Write out the items word for word, from the first line up to and including the line that contains "[50,65,80,87]".

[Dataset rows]
▼▼▼

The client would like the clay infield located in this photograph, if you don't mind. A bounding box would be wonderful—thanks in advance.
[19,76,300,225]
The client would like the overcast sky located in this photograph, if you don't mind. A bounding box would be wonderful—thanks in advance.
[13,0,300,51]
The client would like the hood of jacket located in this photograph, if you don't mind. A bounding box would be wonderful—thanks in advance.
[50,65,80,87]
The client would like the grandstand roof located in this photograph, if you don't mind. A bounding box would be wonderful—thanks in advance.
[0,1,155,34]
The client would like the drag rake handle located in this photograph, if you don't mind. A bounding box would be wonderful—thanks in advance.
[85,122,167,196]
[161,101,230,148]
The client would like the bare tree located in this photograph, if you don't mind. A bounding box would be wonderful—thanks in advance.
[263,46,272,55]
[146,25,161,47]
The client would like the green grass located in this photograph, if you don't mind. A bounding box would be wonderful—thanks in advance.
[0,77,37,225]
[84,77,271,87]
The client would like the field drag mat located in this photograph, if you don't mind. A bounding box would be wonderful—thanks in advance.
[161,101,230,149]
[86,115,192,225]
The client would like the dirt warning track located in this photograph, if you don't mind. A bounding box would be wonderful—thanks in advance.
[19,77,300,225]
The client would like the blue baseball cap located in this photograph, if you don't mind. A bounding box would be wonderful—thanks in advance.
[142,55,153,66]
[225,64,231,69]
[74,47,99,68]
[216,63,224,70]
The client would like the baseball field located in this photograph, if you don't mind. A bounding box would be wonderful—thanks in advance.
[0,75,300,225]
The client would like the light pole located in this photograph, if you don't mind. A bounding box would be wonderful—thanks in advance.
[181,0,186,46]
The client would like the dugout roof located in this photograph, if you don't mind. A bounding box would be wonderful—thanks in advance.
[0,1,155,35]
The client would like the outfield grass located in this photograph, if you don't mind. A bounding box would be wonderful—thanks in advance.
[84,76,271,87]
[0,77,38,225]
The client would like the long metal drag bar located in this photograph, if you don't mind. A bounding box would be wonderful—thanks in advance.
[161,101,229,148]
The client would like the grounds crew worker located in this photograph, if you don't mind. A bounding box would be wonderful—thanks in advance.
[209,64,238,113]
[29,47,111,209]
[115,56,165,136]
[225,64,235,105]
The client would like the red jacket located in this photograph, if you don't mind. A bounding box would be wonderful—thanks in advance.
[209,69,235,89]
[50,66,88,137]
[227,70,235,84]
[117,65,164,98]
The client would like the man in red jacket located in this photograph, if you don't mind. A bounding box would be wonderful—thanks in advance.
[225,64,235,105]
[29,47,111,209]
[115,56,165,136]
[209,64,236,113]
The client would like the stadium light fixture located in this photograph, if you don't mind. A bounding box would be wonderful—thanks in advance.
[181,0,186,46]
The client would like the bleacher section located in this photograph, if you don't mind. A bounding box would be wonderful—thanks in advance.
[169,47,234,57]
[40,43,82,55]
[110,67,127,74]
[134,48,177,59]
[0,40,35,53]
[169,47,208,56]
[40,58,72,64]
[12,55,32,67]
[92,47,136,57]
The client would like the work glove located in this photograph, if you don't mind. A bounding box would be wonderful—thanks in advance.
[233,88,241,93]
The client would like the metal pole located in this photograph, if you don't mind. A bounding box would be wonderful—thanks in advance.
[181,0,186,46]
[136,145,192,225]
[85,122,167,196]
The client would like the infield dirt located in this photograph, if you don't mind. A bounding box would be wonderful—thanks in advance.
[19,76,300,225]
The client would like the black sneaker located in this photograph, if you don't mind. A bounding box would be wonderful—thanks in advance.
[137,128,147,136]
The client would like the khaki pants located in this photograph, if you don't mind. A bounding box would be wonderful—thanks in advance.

▲▲▲

_TASK ANSWER:_
The client would like the clay infield located in this photograph, if you don't mind. A bounding box would be wonderful—thanks in advance.
[19,76,300,225]
The client would like the overcast sky located in this photograph, if you don't mind. A bounding box would be wonderful—thanks in advance.
[13,0,300,51]
The client would like the hood of jacket located in this photograph, if you don't mind. A bounding box would be wonderful—thanks in advance.
[50,65,80,87]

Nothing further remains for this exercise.